* _PROMPT_:
Starting at the line that contains "Consider the photo above. Spot each instance of the dry" and continuing through the last line of the data, render those lines as a JSON list of strings with one string per line, leaving out any blank lines.

* _AVAILABLE DATA_:
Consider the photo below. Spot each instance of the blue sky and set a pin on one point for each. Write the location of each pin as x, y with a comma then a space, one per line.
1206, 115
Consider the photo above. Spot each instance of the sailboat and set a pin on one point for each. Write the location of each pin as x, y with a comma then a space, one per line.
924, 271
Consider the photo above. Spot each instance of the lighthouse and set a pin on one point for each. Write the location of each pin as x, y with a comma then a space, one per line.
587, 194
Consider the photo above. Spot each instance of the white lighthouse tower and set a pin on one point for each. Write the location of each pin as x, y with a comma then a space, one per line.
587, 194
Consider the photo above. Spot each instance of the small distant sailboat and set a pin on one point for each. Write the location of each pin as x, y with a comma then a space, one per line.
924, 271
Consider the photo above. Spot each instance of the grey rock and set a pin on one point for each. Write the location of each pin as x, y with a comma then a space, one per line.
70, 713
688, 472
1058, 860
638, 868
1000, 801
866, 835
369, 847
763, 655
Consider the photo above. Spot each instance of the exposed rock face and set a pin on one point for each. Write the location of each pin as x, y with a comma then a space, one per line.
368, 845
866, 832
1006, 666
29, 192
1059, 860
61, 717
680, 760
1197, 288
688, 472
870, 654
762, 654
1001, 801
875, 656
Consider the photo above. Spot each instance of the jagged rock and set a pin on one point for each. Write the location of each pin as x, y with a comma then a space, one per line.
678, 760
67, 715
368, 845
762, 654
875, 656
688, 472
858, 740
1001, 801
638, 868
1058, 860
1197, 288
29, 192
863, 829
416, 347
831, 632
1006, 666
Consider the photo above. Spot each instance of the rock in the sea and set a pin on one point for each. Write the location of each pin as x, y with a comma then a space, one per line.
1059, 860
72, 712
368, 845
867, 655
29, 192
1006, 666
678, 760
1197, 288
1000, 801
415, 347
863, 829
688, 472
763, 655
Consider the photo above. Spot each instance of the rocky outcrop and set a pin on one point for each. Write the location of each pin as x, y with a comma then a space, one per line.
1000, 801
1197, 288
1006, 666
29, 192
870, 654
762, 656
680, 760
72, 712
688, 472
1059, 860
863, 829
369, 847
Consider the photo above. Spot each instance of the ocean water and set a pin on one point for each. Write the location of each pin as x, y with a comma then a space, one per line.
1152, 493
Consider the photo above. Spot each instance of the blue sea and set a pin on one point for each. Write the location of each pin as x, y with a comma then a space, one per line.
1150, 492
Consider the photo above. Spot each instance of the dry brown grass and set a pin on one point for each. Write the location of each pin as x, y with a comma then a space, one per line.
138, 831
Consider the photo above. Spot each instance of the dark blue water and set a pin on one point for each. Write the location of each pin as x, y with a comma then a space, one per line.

* _EXERCISE ANSWER_:
[
  "Consider the photo above. Spot each instance of the dry brown grass and set a pin on one point for each. Write the location of each pin as x, y with a comma then a space, one per line.",
  "138, 831",
  "Consider the photo above. Spot each instance of the dark blue water and set a pin on one point for each. Write the location of each pin as x, y with a comma then a space, one per line."
]